- **DATA TO PROCESS**
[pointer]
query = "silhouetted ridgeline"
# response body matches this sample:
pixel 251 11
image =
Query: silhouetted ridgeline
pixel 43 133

- **THE REQUEST**
Arrange the rows above as a Markdown table with the columns Row and Line, giving each non-blank line with its number.

- **RESULT OF THIS EXERCISE**
| Row | Line |
|---|---|
| 1 | [pointer] |
| 2 | query = "silhouetted ridgeline" |
| 3 | # response body matches this sample: |
| 4 | pixel 251 11 |
| 5 | image = |
| 6 | Query: silhouetted ridgeline |
| 7 | pixel 43 133 |